*** Tekstblok

Na I.M. wilde ik gelijk aan dit boek beginnen. Ik dacht dat het een vervolg/andere kijk op het (hun) leven van Ischa Meijer was, maar stuitte op een liefdesbetuiging voor een andere man, Hans van Mierlo. Heb m even weggelegd en later opgepakt. Dit boek staat vol dood en verderf. Ik ben blij dat ik hem uit heb en ik ben toe aan wat boeken zonder dood. Desondanks mooie zinnen, zoals ons Connie dat kan.

******
*** Aangeleverde gegevens

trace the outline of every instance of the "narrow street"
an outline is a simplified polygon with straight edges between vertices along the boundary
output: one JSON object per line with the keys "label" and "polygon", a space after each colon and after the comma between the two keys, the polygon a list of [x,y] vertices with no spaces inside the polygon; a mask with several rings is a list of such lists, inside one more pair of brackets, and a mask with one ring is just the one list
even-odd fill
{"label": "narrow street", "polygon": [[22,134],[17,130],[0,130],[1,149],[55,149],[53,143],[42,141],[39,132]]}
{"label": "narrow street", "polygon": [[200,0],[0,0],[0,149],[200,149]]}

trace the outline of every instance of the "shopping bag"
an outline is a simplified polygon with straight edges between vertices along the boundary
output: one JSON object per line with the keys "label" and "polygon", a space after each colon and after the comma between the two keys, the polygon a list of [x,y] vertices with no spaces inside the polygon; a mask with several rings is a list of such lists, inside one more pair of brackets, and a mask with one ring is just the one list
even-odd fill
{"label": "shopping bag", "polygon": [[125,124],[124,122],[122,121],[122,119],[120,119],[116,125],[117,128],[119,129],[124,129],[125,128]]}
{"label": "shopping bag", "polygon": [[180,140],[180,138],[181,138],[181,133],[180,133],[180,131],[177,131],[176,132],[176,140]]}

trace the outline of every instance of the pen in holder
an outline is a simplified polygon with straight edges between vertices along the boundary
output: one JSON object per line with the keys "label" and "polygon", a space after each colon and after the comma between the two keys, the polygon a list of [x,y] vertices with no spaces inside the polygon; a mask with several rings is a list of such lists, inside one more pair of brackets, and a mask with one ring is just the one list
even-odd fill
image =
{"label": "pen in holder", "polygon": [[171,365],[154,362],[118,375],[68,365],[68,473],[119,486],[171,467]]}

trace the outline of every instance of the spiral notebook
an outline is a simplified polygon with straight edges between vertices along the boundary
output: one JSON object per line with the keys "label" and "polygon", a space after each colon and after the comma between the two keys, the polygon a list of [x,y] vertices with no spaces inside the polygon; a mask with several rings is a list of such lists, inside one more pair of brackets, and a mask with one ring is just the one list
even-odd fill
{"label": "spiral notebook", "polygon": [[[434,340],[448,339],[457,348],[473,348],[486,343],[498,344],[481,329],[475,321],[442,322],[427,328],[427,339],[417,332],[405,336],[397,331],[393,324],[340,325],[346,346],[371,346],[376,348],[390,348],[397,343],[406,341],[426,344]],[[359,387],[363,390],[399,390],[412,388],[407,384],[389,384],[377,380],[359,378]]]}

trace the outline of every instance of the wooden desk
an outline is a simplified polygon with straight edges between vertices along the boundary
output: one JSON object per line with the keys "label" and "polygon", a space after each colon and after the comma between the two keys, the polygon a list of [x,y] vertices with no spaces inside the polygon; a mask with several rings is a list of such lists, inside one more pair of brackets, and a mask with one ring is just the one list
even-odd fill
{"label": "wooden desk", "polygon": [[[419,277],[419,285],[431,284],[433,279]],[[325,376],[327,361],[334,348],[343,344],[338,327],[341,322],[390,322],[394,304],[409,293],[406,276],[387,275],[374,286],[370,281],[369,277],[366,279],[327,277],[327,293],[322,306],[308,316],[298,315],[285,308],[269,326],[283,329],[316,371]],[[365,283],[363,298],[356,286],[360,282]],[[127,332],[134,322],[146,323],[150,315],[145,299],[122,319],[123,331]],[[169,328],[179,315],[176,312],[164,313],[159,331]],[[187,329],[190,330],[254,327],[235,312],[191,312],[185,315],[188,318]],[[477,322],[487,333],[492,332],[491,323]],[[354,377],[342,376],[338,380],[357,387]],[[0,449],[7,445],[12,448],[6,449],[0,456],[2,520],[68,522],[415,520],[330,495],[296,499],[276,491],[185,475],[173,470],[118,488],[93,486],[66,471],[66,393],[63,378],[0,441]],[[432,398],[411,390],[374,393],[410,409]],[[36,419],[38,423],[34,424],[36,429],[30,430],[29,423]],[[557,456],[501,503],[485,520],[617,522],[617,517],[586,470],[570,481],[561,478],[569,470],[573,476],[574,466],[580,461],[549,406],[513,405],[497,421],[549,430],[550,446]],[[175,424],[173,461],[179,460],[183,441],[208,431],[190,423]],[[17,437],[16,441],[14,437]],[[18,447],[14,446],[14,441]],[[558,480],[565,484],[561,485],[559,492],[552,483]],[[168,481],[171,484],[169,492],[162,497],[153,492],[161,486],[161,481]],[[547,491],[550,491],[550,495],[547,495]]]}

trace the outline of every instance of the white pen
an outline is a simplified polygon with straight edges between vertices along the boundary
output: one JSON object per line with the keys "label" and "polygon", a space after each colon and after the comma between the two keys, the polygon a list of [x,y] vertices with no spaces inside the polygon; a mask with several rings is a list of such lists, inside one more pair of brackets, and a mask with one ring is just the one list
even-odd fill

******

Wat te doen
1. Voor welke man staat er volgens de boekbespreking een liefdesbetuiging in het boek?
2. Geef alle personen die in de boekbespreking bij naam genoemd worden.
3. Schrijf de boekbespreking verder, te beginnen na de laatste zin.

Verwachte uitkomsten
1. Hans van Mierlo.

2. Ischa Meijer, Hans van Mierlo, Connie

3.
indruk maken.... ontzagwekkend. Na Lucifer (dat ik niet kon waarderen) nu weer een mooie eerlijke Palmen. Dit boek maakt dat ik haar eerste boeken wil herlezen en dat ik de geciteerde schrijvers ook (beter) wil leren kennen
Connie Palmen schrijft meermaals dat het geen "roman" is maar een "logboek". Ik vind het heel verwarrend, alles loopt door elkaar. Ondanks dat ze haar gevoelens neerschrijft in dit logboek vind ik het heel afstandelijk geschreven. Voor mij was het echt doorbijten om verder te lezen. Regelmatig was haar woordkeuze niet uit het dagelijks leven gegrepen en gebruikte ze "moeilijke" woorden wat het vlot lezen verhinderde.
Bijzonder en aangrijpend boek waarin Connie Palmen het eerste jaar na de dood van haar man Hans van Mierlo beschrijft. Het is echt een logboek, met her en der bespiegelingen op de literaire vorm van het logboek. Ik vond deze soms wat uit de toon van het boek vallen in relatie tot het persoonlijke en de aangrijpendheid van de andere stukken. Anderzijds blijkt daar mooi uit waarom dit boek een logboek is en geen fictie.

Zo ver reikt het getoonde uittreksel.